Lista de tarefas:
1) Diga se cada afirmação abaixo está de acordo com o texto sobre o tratamento do lodo sanitário. Responda sim ou não e cite entre aspas as palavras do texto que decidem a questão.
(a) O Ceará descarta inadequadamente 90% do seu lodo de ETE.
(b) Mato Grosso do Sul fica à frente da Paraíba no descarte inadequado.
(c) O Sul é apontado como a região com os piores índices.
2) Reescreva o trecho do texto sobre o tratamento do lodo sanitário que começa em "Gráfico 3 - Tratamento" e termina após "de lodo sanitário.", trocando "descartado inadequadamente" por "destinado de forma inadequada".

*** Texto de leitura ***

Gráfico 3 - Tratamento inadequado do lodo sanitário por estado

barplot(estado$`Tratamento inadequado`,main="Tratamento Inadequado por Estado",ylab = "% Porcentagem",names.arg = estado$`Brasil, Grande Região e Unidade da Federação`,las=2)

Na análise dos dados observados por Estado, o Ceará é o pior estado, com 90% do total do seu lodo de ETE descartado inadequadamente, ou seja, em corpos d’água, terrenos baldios, lixões e aterros, seguido da Paraíba com 65% e Mato Grosso do Sul com 58%. Os dados apresentados confirmam a análise feita no gráfico 1, onde é demonstrado o Nordeste seguido do Centro Oeste sendo as regiões com os piores índices quando trata-se de tratamento inadequado de lodo sanitário.

*** Dados de entrada ***

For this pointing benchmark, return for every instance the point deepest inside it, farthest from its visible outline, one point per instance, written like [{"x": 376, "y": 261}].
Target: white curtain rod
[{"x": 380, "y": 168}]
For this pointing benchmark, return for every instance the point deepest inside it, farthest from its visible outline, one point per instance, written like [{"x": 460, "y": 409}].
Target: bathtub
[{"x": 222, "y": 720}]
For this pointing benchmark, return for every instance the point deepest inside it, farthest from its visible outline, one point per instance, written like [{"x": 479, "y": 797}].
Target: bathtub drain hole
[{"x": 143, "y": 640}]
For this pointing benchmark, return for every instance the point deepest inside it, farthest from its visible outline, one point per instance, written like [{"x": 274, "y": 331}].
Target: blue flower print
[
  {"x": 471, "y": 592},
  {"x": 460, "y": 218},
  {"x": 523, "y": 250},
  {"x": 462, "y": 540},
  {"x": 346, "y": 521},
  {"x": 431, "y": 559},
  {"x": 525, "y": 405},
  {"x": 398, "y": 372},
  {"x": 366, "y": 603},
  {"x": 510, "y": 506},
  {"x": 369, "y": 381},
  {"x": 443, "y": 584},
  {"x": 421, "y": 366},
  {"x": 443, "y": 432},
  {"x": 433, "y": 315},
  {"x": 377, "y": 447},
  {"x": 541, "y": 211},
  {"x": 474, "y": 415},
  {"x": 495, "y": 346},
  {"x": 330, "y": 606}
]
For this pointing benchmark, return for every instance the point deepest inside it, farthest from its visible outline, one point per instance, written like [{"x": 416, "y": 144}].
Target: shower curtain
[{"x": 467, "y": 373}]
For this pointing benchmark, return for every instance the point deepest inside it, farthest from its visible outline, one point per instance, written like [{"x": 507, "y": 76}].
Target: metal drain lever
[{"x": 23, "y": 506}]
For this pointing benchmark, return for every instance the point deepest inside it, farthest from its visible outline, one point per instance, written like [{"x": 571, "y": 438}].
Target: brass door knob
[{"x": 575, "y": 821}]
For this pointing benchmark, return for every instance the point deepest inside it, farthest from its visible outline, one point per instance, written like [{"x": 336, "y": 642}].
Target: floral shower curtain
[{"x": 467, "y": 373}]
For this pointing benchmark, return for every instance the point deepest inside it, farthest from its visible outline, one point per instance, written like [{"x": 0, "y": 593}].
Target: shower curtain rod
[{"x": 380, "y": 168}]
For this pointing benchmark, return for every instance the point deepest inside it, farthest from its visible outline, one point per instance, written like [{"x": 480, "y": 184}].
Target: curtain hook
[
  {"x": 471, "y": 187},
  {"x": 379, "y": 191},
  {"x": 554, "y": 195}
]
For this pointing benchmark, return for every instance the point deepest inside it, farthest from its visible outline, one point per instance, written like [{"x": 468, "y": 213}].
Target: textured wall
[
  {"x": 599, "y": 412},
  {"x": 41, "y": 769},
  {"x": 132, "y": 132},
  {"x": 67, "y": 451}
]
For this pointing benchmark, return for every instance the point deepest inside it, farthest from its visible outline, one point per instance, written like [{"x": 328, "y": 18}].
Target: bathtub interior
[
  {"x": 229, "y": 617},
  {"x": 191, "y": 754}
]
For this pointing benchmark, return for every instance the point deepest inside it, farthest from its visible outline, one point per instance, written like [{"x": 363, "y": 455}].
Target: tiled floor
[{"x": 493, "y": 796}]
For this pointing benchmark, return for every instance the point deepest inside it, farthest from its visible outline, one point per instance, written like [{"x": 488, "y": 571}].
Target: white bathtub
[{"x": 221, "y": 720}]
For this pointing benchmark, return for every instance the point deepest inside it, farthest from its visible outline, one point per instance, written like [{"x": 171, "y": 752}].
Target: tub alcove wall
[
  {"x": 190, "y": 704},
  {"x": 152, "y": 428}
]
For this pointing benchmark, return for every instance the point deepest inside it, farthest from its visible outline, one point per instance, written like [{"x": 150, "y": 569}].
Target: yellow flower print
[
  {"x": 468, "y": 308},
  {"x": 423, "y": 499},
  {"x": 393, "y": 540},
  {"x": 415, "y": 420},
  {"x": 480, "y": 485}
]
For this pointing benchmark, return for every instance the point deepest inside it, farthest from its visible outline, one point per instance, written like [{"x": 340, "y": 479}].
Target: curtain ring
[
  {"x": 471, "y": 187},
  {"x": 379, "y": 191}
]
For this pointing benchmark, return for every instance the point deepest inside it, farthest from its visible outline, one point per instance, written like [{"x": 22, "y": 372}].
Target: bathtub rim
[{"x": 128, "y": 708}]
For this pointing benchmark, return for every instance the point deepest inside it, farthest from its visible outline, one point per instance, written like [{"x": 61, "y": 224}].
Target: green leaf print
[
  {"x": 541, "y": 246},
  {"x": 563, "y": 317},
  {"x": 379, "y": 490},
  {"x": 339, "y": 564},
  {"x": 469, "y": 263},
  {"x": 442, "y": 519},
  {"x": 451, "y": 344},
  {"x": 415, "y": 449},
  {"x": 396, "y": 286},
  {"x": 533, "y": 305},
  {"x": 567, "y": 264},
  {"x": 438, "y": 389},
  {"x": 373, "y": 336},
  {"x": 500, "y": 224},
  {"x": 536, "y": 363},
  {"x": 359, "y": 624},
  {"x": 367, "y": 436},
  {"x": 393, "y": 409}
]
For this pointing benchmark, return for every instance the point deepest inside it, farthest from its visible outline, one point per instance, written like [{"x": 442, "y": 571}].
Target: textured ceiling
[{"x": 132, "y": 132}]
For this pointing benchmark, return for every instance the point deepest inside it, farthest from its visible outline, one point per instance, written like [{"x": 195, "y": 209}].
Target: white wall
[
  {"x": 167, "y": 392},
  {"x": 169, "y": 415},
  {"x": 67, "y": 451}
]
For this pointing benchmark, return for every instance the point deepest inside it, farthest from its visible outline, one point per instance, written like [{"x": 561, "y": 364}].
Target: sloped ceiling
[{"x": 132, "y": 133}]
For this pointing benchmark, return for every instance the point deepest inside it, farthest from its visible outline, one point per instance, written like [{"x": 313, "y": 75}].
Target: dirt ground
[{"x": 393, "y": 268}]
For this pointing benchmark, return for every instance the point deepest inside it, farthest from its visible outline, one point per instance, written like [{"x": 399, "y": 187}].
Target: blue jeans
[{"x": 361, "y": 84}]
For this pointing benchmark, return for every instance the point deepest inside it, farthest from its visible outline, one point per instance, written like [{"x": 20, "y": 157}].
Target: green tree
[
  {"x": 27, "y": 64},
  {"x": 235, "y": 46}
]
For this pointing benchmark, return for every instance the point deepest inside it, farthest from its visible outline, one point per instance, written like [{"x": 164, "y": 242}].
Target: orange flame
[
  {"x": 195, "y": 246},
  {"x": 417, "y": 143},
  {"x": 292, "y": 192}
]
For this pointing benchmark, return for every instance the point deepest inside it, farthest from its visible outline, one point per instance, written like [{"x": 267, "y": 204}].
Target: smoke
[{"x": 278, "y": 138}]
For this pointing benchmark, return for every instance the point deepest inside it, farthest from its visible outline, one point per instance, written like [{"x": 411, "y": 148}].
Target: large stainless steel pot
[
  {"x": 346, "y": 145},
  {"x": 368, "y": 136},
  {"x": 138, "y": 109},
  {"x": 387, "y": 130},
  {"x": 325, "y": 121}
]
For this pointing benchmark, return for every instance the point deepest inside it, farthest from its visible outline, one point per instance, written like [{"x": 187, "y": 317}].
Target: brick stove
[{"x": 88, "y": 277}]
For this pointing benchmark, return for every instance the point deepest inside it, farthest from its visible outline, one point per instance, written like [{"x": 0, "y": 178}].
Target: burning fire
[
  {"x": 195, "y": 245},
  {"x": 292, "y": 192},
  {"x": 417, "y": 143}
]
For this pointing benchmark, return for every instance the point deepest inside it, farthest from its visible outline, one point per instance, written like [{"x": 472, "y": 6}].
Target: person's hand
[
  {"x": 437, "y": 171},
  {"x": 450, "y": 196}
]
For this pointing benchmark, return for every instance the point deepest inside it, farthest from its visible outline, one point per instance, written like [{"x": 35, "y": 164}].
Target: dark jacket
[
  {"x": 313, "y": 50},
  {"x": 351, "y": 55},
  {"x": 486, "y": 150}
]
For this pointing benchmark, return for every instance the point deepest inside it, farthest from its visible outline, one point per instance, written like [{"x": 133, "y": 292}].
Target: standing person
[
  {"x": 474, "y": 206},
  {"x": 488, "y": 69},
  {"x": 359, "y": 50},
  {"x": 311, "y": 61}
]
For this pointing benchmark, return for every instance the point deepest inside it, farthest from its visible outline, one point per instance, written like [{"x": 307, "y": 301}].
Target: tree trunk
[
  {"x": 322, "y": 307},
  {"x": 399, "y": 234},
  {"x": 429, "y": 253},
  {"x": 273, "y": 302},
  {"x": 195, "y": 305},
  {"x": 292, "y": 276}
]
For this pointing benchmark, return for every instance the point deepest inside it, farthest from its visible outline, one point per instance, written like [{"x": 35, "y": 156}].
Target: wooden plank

***

Exercício resolvido:
1)
(a) Sim: "o Ceará é o pior estado, com 90% do total do seu lodo de ETE descartado inadequadamente".
(b) Não: "seguido da Paraíba com 65% e Mato Grosso do Sul com 58%".
(c) Não: "o Nordeste seguido do Centro Oeste sendo as regiões com os piores índices".

2)
Gráfico 3 - Tratamento inadequado do lodo sanitário por estado

barplot(estado$`Tratamento inadequado`,main="Tratamento Inadequado por Estado",ylab = "% Porcentagem",names.arg = estado$`Brasil, Grande Região e Unidade da Federação`,las=2)

Na análise dos dados observados por Estado, o Ceará é o pior estado, com 90% do total do seu lodo de ETE destinado de forma inadequada, ou seja, em corpos d’água, terrenos baldios, lixões e aterros, seguido da Paraíba com 65% e Mato Grosso do Sul com 58%. Os dados apresentados confirmam a análise feita no gráfico 1, onde é demonstrado o Nordeste seguido do Centro Oeste sendo as regiões com os piores índices quando trata-se de tratamento inadequado de lodo sanitário.